Required work ->
Restate all of the data precisely, omitting nothing.

Recorded data ->
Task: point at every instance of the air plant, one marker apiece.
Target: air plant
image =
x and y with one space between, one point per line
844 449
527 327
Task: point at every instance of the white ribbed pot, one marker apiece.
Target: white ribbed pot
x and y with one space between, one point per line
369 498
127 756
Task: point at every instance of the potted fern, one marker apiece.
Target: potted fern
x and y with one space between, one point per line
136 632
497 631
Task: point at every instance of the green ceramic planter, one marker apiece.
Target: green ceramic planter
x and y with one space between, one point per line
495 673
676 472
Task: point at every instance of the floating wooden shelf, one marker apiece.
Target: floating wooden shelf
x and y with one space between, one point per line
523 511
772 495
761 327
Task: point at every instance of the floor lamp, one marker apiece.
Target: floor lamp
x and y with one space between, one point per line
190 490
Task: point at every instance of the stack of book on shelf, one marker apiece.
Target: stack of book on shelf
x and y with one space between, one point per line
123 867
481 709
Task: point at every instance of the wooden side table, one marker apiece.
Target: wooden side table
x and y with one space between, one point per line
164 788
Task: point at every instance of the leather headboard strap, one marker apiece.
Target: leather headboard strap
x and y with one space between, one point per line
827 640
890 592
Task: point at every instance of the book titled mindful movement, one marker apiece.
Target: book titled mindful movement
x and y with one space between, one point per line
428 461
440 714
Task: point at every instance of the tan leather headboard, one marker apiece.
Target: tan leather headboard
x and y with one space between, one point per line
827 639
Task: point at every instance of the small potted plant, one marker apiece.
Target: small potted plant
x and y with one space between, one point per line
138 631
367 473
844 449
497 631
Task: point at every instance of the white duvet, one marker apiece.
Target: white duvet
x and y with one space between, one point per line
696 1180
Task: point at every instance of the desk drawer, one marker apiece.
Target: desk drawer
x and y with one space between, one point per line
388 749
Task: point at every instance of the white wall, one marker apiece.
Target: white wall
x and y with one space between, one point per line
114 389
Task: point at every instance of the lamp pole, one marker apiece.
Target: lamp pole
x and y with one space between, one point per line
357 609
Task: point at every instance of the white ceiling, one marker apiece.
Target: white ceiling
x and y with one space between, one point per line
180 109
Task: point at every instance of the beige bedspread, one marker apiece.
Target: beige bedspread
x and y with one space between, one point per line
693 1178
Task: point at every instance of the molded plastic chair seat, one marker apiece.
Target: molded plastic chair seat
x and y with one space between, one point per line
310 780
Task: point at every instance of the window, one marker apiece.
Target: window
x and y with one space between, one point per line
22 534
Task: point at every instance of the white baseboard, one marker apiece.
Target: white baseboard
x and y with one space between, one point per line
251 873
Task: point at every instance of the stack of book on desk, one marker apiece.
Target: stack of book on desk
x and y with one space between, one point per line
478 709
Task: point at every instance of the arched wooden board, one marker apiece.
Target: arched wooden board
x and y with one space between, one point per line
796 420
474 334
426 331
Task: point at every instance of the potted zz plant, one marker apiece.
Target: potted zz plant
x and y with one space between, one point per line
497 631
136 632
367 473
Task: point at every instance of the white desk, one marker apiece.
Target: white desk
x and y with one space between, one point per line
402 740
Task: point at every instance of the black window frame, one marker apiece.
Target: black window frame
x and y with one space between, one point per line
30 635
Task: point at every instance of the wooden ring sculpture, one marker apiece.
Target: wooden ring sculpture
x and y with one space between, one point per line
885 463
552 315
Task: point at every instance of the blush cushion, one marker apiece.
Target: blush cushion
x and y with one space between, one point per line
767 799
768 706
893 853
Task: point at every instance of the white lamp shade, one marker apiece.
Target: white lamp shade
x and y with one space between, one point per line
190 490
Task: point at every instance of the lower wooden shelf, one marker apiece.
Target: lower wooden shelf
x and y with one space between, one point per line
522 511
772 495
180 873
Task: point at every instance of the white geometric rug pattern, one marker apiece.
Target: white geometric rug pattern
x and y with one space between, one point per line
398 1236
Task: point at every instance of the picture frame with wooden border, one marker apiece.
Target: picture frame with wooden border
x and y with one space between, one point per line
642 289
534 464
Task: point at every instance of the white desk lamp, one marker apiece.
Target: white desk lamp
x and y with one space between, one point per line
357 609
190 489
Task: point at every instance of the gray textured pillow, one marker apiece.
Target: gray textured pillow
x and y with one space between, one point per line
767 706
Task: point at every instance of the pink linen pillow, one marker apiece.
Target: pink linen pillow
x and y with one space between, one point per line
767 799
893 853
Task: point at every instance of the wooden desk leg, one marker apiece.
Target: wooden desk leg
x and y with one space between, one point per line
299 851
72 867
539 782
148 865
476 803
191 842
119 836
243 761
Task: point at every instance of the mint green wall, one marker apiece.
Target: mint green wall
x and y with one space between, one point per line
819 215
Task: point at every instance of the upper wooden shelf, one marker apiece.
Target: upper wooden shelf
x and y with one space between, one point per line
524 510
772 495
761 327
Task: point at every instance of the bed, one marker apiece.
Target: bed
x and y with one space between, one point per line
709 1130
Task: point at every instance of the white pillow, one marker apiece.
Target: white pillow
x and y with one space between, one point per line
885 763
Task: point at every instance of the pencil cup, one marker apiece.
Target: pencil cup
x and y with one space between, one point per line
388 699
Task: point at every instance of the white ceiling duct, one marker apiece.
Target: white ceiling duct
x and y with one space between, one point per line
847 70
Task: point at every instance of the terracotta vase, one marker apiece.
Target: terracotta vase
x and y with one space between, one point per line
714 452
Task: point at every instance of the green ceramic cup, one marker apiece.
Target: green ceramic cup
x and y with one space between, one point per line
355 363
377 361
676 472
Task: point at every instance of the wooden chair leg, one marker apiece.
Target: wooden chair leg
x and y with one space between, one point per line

Answer box ->
Task: point at every instance of the air plant, one marker apiece.
Target: air plant
image =
x and y with one space between, one point per line
844 449
527 327
Task: point at every instance of the white ribbed pot, one marker apiece.
Target: white ribbed pot
x and y with one space between, one point per line
369 498
127 756
Task: point at every instance of the potted fern, one marker apiece.
Target: potted fern
x and y with one space between, one point per line
136 632
497 631
Task: point at every instance of the green ceramic planter, one marker apiece.
Target: green ceramic planter
x and y with one space between, one point per line
495 673
676 472
Task: point at every instance of the floating wooden shelf, one marker apiece.
Target: floating wooden shelf
x and y with one space between, one point per line
523 511
772 495
761 327
Task: point at every instance of the floor lamp, one marker apiece.
Target: floor lamp
x and y with one space between, one point per line
190 490
Task: point at every instance of the stack of book on shelf, one marker apiece.
Target: stack of book on shelf
x and y with one space between, one point per line
123 867
481 709
Task: point at every instance of the wooden side table, one marker apiece.
Target: wooden side table
x and y with one space between, one point per line
164 788
Task: point at every instance of the leather headboard strap, one marker apiece.
Target: leather headboard strap
x and y with one space between, one point per line
827 640
890 592
Task: point at every instance of the book titled mindful movement, one marker apiece.
Target: book titled mindful movement
x and y with one space between, one point per line
428 461
440 714
Task: point at every instance of the tan leather headboard, one marker apiece.
Target: tan leather headboard
x and y with one space between, one point per line
827 639
Task: point at every instance of the small potted plant, one marker apiece.
Target: small potted plant
x and y with one space between, one point per line
138 631
367 473
844 449
497 631
Task: point at every instance of the white duvet, one marker apiece.
Target: white duvet
x and y with one space between, one point per line
696 1180
Task: point at every instance of the desk drawer, one marker apiece.
Target: desk drawer
x and y with one space between, one point per line
388 749
Task: point at every instance of the white wall, one marker apiece.
Target: white wall
x and y with one space between, one point per line
114 389
Task: point at every instance of the lamp pole, one marker apiece.
Target: lamp pole
x and y with one space between, one point per line
357 609
Task: point at every instance of the white ceiling, one marker apiece.
Target: white ceiling
x and y with one space between, one point per line
180 109
Task: point at every instance of the beige bedspread, one marker apiece.
Target: beige bedspread
x and y with one space between, one point per line
693 1178
Task: point at every instance of the molded plastic chair seat, one marker apiece.
Target: molded plastic chair seat
x and y with one space between, one point per line
310 780
Task: point at every instance of the window, one marker apiece.
Target: window
x and y with one space between, one point per line
22 534
Task: point at every instance of the white baseboard, one marker apiece.
Target: white baseboard
x and y with one space between, one point per line
251 873
Task: point at every instance of the stack of book on desk, one marker apiece.
Target: stack of book on desk
x and y with one space between, one point per line
478 709
Task: point at every instance of the arched wooden board, one marker apiece.
Target: arched wooden board
x and y with one space between, one point per line
796 420
474 334
426 331
Task: point at every instance of the potted zz plant, one marker apiece.
Target: potted zz plant
x and y with one space between, one point per line
497 631
136 632
367 473
Task: point at every instance of the white desk, one marker apiece.
Target: white desk
x and y with one space between, one point per line
402 740
Task: point at every instance of the black window frame, one marker apiece.
Target: black window frame
x and y with one space between, one point per line
30 635
Task: point at every instance of the wooden ring sculpture, one marker apiece.
Target: wooden ring sculpture
x and y with one space between, one point per line
885 463
552 315
Task: point at every instance of the blush cushion, one marker apiece.
Target: blush cushion
x and y with one space between, one point per line
767 799
768 706
893 853
Task: point at every instance of the white lamp shade, one marker apiece.
Target: white lamp shade
x and y with one space between, one point per line
190 490
Task: point at every instance of the lower wooden shelf, one marker apiece.
Target: lower wooden shelf
x and y with one space between, one point per line
522 511
772 495
180 873
Task: point at every instance of the white geometric rug pattern, one marker apiece.
Target: white geometric rug pattern
x and y with one space between, one point per line
398 1236
Task: point at every instance of the picture frame with wooden border, one marker apiece.
Target: picture frame with wooden border
x and y with one space between, one point per line
642 289
534 464
Task: point at every instance of the white desk lamp, one marker apiece.
Target: white desk lamp
x and y with one space between, one point per line
357 609
190 489
Task: point at every instance of the gray textured pillow, one marker apiece.
Target: gray textured pillow
x and y with one space between, one point per line
767 706
Task: point at every instance of the pink linen pillow, one marker apiece.
Target: pink linen pillow
x and y with one space between, one point per line
767 799
893 853
Task: point at every instance of the wooden desk leg, one marker apiece.
Target: wooden desk leg
x and y with one space between, one point per line
299 851
72 867
539 782
148 865
476 803
191 842
119 836
243 761
Task: point at every instance of the mint green wall, one marker apiece.
Target: mint green wall
x and y with one space between, one point per line
819 215
Task: point at every instance of the upper wooden shelf, one marker apiece.
Target: upper wooden shelf
x and y with one space between, one point per line
524 510
772 495
761 327
Task: point at every instance of the bed, one marker apiece.
Target: bed
x and y with one space between, one point per line
709 1130
Task: point at every instance of the white pillow, one marker apiece.
Target: white pillow
x and y with one space between, one point per line
885 763
Task: point at every instance of the pencil cup, one marker apiece.
Target: pencil cup
x and y with one space between, one point per line
388 699
Task: point at every instance of the white ceiling duct, one marker apiece.
Target: white ceiling duct
x and y with one space between, one point per line
847 70
Task: point at every instance of the terracotta vase, one marker apiece.
Target: terracotta vase
x and y with one space between, one point per line
714 452
Task: point at every instance of the green ceramic cup, one marker apiece.
Target: green ceramic cup
x and y with one space between, one point per line
355 363
377 361
676 472
Task: point at every instance of the wooden chair leg, one marker apiece.
Target: wooden chair leg
x and y with one space between, one point per line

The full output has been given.